Document section
George Steinbrenner will once again be on the 2019 Today’s Game Era Ballot for election to the Hall of Fame. Don’t you think it’s time…
Editor’s Note
With apologies, I made a grave error in selecting the main source for the first paragraph below. The Committee will not meet this year to make new selections. Many thanks to the reader who pointed out the error. The gist of the content, however, remains in place. Thanks, Rich.
Rich Moraski the dates are when the committees meet The paragraph that follows the dates mentions that the committee s meet for the next year’s induction
George Steinbrenner, as the lone executive, will head a cast of six former big-league players and three managers comprising the (inanely) named Today’s Game Era ballot to be reviewed and voted upon Dec. 9 at the Baseball Winter Meetings Las Vegas.
Hated by some, adored by others, no one has suffered the indignity of pure bias more than Steinbrenner in previous votes. It has to end…

In any professional sport, what is the first quality you want to see in the owner of the team you root for? Do you care that he inherited all of his money from his dad? Does it matter to you that he or she has been married five times and has a son via a mistress?

Short problem
Continue the piece on George Steinbrenner's Hall of Fame candidacy, starting after its last sentence. The lines that follow have no connection to the text above.

Source excerpt
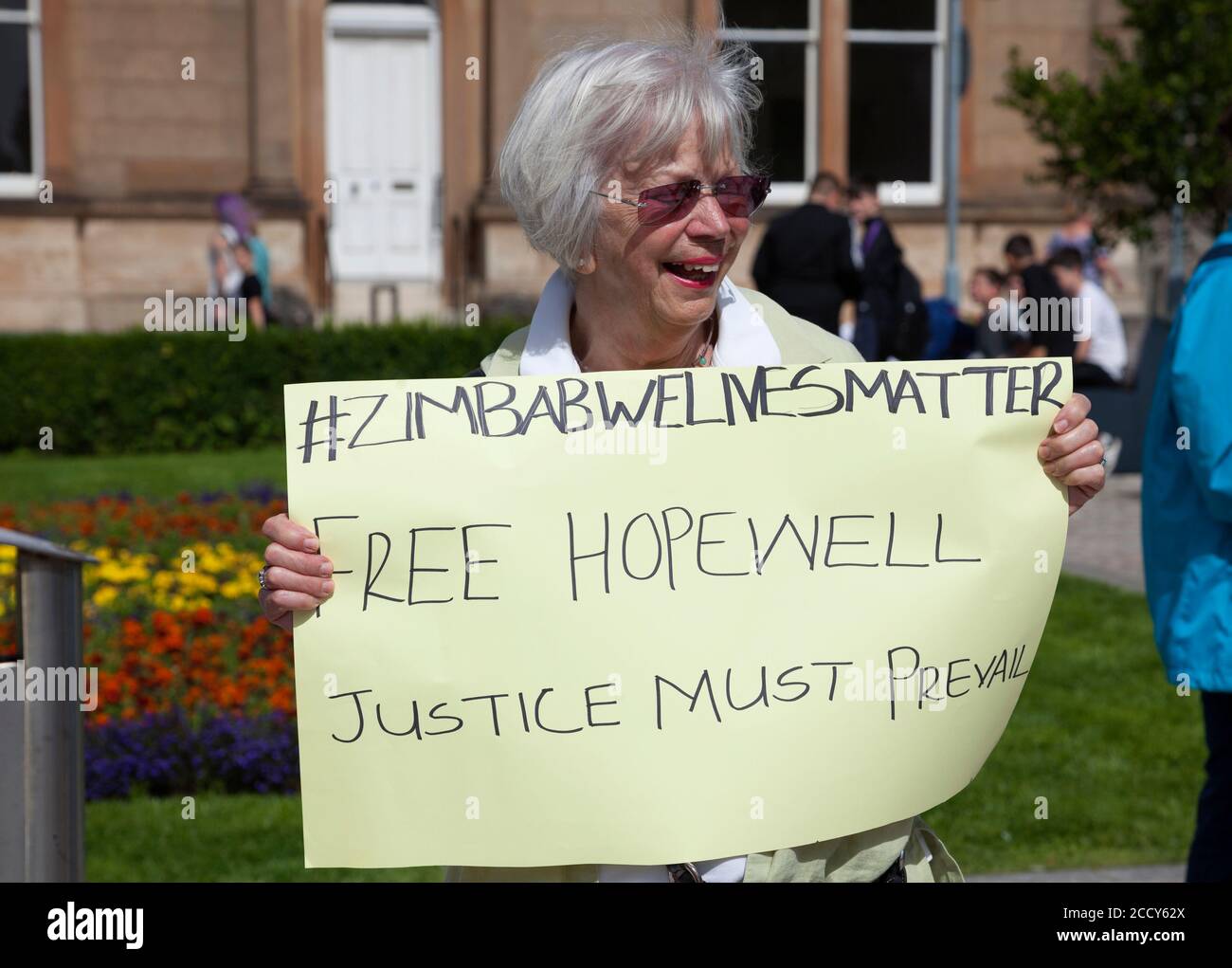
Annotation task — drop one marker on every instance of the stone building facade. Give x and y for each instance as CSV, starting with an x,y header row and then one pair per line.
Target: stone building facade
x,y
365,136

Reply to the exercise
Do you wonder about his knowledge of the sport he is engaging in? Well, maybe on that one. But what matters most?
I want an owner with a passion for winning, and to keep on winning. My owner is loaded, but he is willing to dig, if need be, deep into his pockets to put a team on the field that is capable of winning every single year. I also want an owner who is brash and relishes, even to the point of crying, at the moment when his team does win it all, just like me.
That man was George Steinbrenner
Steinbrenner And His Quest To Win
Dean Spiridon, writing for Bleacher Report, aptly titled his obituary for Steinbrenner, “George Steinbrenner – The Good, The Bad, and the Ugly – But The Best”.
No doubt, much like the team he owned, Steinbrenner was a man many loved to hate. But more than anything, there was a deep resentment towards the man – a fit of jealousy if you will – because he was a winner.
Not at first, though. In 1973, George Steinbrenner led a group that purchased the New York Yankees from CBS for $8.7 million. Forty-two years later, the franchise is now worth $3.2 billion according to the latest valuations from Forbes.com.

The Yankees George Steinbrenner inherited were anything but winners at the time. Attendance in the year before Steinbrenner’s purchase was a paltry 999,974. After three successive years of the Yankees averaging about 85 wins a season with no titles, the team finally cracked the 2 million mark in attendance in 1976. How did he do it?
No surprise. Steinbrenner put a Yankee team on the field that would win three consecutive American League titles – together with two World Series wins from 1976-1978. How did Steinbrenner accomplish this? He did it the old-fashion way by pulling out his checkbook to invest in his team.
Steinbrenner unabashedly “stole” Catfish Hunter and Reggie Jackson, two vital elements to the new brand of Yankees, from the Oakland A’s by merely making both an offer they couldn’t refuse.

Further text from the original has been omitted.